*PASSAGE GIVEN*

Understanding Albania’s Flamingo Revolution

Protesters chant while holding banners, placards, and flamingo cutouts during a rally in Syntagma Square in Athens, Greece, on June 6, 2026.

First published at Rosa-Luxemburg-Stiftung.

Over the past week, citizens across Albania have taken to the streets in mass protests against the government. Unlike previous waves of mobilization since the collapse of the socialist dictatorship in 1991, these protests target both the governing majority and the mainstream opposition, reflecting a deep crisis of political representation and a widening challenge to the socio-economic model that has shaped Albania over the past three decades.

The immediate trigger for the protests was the approval of luxury tourism developments on Sazan Island, belonging to the Karaburun–Sazan National Marine Park, and in the Narta Lagoon, including the Pishë-Poro beach in Zvërnec, which forms part of the Vjosa–Narta Protected Landscape. The area constitutes a critical ecosystem in the Mediterranean, serving as a crucial stopover site for migratory birds moving between Europe and Africa. It also supports extraordinary biodiversity, providing habitat for more than 200 species, such and emblematic wildlife like the loggerhead turtle, the Mediterranean monk seal, and the Albanian water frog, as well as pelicans and the flamingos that have become the emblem of the movement.

In 2004, the Albanian government granted the Vjosa–Narta region Protected Landscape status, a designation that was further reinforced by the 2017 Law on Protected Areas. The law was subsequently amended in 2024, weakening long-standing restrictions on construction within these zones and raising concerns that conservation objectives were being subordinated to private interests. In the same year, U.S. media reported on plans by Ivanka Trump and her husband, Jared Kushner, to develop a luxury tourism project in the area, which includes a $1.4 billion resort on Sazan Island and a $4.7 billion development in Zvërnec, close to the coastal city of Vlorë.

The project, known as Zvërnec South Adriatic Development, is being advanced by Atlantic Incubation Partners, a company linked to Jared Kushner’s Affinity Partners fund. The Albanian government has granted Atlantic Incubation Partners “Strategic Investor Status”, allowing it to benefit from accelerated approval procedures and other special provisions under Albania’s strategic investment framework. While Atlantic Incubation Partners acts as the strategic investor, the resort is being developed through a separate project company — Zvërnec South Adriatic Development — which is registered offshore through a trust structure in the Netherlands, while its ultimate beneficial owners remain undisclosed.

Moreover, an investigation by the Balkans Investigative Reporting Network (BIRN), found a controversial tangle of local businesses and political interests behind the presidential American family, including individuals linked to organized crime allegations, judicial misconduct, and one of Albania’s most powerful oligarchs, Shefqet Kastrati.

What sparked the protests?

Although Albanian Prime Minister Edi Rama has insisted that the project does not yet exist, preparatory work has already been underway, in violation of legal and regulatory requirements. In recent days, it came to light that the government had officially granted approval for the construction of the project in January 2025, doing so through a non-transparent decision-making process that largely escaped public scrutiny.

Protests initially began in Zvërnec on 23 May. From the beginning they addressed issues that went beyond environmental concerns. Local residents and activists alike condemned the intervention in a protected area, arguing in particular that it amounted to land grabbing that would benefit foreign billionaires, politically connected oligarchs, and the political establishment that had enabled the project.

(Recorded data)

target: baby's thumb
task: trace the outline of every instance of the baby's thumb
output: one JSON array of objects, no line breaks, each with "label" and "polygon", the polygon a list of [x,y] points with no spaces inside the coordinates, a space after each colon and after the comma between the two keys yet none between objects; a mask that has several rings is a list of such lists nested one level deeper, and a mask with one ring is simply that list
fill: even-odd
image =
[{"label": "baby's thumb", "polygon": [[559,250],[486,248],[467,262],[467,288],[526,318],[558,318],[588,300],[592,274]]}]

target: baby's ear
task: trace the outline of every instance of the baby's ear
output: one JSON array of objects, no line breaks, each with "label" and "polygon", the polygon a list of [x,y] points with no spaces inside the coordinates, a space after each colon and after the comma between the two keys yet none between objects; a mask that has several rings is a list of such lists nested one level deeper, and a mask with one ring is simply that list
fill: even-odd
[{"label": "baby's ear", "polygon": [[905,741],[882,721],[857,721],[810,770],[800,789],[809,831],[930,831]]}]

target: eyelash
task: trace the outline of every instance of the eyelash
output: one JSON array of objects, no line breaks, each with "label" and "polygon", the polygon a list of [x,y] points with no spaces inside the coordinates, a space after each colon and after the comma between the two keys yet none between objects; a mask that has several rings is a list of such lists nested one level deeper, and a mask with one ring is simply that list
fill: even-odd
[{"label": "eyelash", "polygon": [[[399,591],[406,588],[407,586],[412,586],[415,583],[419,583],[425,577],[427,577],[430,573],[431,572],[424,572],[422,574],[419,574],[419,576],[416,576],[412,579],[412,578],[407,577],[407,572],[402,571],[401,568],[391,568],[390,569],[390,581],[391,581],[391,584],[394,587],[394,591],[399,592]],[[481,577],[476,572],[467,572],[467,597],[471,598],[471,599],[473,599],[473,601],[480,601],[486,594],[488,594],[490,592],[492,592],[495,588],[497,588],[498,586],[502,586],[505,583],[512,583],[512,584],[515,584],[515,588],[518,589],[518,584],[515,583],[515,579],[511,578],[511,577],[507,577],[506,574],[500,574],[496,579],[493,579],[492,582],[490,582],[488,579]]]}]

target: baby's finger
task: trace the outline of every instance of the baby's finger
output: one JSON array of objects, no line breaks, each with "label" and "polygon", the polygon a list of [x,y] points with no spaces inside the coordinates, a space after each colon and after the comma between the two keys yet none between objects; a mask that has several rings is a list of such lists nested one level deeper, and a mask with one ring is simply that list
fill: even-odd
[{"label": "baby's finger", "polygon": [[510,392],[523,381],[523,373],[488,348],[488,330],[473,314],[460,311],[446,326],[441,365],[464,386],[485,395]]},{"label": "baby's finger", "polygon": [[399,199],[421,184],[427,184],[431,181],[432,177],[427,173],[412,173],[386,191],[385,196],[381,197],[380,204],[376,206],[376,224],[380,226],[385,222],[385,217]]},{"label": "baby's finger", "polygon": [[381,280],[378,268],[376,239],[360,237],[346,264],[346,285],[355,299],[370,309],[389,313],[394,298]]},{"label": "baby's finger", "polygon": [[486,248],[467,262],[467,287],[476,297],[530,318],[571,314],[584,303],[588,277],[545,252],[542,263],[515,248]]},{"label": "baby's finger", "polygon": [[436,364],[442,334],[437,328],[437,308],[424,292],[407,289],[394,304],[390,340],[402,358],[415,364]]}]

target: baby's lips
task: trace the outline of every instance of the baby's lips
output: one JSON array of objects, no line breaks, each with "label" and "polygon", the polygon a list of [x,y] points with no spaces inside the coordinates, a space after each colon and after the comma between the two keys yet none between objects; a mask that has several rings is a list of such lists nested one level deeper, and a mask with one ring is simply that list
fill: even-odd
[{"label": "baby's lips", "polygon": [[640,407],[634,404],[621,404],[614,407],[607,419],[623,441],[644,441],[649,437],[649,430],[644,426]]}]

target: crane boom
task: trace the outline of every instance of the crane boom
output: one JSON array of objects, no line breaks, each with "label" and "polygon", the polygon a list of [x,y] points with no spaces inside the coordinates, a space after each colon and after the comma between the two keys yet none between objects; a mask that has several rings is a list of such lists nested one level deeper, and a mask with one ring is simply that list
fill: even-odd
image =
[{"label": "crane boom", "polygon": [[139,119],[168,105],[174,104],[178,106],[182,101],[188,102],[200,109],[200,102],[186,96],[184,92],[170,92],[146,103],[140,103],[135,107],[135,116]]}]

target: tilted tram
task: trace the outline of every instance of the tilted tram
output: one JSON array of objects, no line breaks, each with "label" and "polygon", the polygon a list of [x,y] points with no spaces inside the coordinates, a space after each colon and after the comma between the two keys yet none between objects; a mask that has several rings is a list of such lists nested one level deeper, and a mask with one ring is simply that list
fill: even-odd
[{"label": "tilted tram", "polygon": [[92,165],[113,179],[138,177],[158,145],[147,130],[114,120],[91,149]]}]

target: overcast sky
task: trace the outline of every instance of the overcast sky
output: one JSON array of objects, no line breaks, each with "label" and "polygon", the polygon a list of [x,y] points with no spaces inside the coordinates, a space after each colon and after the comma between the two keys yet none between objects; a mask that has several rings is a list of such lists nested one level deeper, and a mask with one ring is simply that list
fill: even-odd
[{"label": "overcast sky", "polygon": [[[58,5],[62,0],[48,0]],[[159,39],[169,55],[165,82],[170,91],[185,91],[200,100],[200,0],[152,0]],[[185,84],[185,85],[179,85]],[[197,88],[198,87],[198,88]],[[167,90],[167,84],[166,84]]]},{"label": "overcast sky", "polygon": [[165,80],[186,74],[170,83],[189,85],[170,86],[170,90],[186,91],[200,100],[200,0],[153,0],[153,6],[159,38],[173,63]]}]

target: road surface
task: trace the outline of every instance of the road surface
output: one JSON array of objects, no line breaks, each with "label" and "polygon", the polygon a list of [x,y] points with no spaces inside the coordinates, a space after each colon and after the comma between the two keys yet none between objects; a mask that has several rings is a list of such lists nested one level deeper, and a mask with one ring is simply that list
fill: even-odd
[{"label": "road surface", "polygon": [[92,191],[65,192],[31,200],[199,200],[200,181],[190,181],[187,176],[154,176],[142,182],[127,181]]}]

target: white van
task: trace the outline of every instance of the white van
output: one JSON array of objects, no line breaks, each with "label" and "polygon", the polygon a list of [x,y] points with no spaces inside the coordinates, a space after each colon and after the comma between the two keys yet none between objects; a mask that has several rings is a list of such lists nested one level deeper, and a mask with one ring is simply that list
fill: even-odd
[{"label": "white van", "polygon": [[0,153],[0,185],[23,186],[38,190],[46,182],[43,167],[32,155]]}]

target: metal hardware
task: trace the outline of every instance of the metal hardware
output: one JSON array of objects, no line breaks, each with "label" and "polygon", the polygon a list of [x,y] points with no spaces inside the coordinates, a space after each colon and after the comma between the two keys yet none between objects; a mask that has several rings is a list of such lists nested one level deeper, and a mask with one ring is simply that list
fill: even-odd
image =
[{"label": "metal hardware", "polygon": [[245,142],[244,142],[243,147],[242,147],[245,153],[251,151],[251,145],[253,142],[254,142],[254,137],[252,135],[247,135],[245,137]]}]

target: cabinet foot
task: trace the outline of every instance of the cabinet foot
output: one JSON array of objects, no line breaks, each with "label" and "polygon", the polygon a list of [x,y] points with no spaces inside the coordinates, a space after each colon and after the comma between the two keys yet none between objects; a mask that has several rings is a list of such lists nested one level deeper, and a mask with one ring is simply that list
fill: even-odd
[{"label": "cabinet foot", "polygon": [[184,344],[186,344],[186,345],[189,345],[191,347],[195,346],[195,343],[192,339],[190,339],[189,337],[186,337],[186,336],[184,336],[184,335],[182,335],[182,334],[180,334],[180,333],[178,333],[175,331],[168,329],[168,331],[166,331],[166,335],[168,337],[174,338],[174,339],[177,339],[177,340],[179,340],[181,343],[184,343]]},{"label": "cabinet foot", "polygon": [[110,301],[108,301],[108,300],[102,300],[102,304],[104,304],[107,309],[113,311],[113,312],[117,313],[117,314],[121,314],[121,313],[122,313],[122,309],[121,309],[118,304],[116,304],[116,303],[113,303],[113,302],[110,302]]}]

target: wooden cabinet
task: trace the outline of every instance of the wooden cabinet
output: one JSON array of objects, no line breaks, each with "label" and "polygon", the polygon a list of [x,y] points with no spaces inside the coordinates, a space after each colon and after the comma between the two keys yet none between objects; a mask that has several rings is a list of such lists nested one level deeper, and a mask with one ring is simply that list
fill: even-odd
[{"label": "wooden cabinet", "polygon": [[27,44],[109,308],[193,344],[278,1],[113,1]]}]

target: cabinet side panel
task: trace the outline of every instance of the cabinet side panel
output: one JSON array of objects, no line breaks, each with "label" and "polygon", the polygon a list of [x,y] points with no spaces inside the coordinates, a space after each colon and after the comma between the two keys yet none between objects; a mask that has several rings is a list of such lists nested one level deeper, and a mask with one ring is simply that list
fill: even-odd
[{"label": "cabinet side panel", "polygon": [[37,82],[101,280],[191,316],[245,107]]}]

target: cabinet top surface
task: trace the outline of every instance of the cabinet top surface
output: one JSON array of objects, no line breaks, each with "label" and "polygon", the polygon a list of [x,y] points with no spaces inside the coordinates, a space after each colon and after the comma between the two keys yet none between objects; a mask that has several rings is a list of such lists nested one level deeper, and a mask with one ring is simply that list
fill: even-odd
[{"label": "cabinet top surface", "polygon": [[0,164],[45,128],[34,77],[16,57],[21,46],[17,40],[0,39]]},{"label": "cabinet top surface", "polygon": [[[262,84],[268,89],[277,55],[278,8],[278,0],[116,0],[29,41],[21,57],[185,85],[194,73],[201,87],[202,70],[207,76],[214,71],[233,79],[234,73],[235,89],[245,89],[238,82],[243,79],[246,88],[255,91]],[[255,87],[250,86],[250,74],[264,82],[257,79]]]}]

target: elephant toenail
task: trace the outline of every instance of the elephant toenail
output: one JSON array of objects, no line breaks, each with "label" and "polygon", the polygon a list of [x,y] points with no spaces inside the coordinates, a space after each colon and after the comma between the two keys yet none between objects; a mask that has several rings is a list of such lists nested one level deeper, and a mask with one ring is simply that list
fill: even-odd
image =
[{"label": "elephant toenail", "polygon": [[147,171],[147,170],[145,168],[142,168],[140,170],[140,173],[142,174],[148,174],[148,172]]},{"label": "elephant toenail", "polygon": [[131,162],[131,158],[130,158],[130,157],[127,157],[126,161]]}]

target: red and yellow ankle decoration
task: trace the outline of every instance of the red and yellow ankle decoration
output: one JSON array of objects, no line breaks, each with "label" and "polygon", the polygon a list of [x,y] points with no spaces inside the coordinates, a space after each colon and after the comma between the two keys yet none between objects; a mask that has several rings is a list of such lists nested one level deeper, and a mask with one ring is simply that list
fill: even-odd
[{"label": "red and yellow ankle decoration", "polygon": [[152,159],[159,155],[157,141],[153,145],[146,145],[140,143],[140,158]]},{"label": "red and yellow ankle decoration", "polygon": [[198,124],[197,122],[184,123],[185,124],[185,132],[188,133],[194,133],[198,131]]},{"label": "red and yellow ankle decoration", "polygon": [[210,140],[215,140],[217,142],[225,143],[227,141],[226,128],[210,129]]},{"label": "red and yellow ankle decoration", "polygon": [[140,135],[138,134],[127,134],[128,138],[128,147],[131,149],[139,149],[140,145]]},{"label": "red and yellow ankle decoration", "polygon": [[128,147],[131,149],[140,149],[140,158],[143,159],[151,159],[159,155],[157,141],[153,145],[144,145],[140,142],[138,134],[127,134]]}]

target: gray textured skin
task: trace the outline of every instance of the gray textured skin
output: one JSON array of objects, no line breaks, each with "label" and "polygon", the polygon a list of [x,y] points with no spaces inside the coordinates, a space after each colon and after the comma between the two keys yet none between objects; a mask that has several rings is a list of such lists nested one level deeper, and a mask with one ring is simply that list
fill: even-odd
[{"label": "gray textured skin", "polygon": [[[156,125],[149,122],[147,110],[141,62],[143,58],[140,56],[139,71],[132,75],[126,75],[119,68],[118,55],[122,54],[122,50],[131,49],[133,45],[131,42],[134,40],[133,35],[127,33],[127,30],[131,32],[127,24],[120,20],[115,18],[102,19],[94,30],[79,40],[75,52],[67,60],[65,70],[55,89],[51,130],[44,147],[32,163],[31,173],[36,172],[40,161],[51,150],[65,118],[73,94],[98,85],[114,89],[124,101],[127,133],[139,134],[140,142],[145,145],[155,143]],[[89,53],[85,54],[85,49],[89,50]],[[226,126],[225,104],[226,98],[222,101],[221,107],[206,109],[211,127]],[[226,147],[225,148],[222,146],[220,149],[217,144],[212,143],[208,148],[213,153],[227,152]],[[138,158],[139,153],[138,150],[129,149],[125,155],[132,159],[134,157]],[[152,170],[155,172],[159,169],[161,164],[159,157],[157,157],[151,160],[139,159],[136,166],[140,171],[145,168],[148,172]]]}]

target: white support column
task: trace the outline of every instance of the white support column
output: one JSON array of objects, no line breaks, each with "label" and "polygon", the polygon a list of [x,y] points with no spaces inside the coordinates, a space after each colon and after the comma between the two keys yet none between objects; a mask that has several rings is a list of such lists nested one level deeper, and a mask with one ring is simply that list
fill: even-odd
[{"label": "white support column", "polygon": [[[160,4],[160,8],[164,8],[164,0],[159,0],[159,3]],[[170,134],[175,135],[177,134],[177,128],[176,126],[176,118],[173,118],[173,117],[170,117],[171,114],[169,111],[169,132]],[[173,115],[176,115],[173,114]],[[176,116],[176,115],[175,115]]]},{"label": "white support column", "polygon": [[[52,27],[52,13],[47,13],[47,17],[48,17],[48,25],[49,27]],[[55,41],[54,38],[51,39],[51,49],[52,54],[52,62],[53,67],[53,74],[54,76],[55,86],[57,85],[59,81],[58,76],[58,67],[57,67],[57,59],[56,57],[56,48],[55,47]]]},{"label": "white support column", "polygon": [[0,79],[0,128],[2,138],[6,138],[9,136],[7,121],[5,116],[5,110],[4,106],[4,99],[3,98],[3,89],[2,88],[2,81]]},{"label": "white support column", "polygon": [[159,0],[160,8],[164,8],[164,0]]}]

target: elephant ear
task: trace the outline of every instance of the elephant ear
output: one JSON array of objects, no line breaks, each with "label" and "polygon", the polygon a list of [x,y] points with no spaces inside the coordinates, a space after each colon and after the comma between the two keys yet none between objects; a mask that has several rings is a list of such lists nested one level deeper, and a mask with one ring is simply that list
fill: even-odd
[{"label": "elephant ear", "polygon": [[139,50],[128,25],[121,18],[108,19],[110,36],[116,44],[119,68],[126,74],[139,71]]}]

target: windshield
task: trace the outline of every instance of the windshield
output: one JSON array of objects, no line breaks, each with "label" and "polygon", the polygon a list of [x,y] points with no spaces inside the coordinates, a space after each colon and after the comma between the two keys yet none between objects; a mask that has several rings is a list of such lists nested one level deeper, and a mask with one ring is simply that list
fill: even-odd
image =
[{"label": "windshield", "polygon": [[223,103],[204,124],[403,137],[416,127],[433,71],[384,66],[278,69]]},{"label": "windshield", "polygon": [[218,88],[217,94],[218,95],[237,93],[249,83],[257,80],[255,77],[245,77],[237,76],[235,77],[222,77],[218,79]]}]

*TASKS AND EXERCISES*
[1] Answer these questions from the article on the Albanian protests, writing each answer on its own line with the matching letter:
(a) In what year did the Albanian government grant the Vjosa–Narta region Protected Landscape status?
(b) What status did the Albanian government grant Atlantic Incubation Partners?
(c) On what date did the protests begin in Zvërnec?
[2] Retype the article on the Albanian protests from "Moreover, an investigation" up to and including "escaped public scrutiny.".

*SOLUTIONS TO THE TASKS*
[1]
(a) 2004
(b) Strategic Investor Status
(c) 23 May

[2]
Moreover, an investigation by the Balkans Investigative Reporting Network (BIRN), found a controversial tangle of local businesses and political interests behind the presidential American family, including individuals linked to organized crime allegations, judicial misconduct, and one of Albania’s most powerful oligarchs, Shefqet Kastrati.

What sparked the protests?

Although Albanian Prime Minister Edi Rama has insisted that the project does not yet exist, preparatory work has already been underway, in violation of legal and regulatory requirements. In recent days, it came to light that the government had officially granted approval for the construction of the project in January 2025, doing so through a non-transparent decision-making process that largely escaped public scrutiny.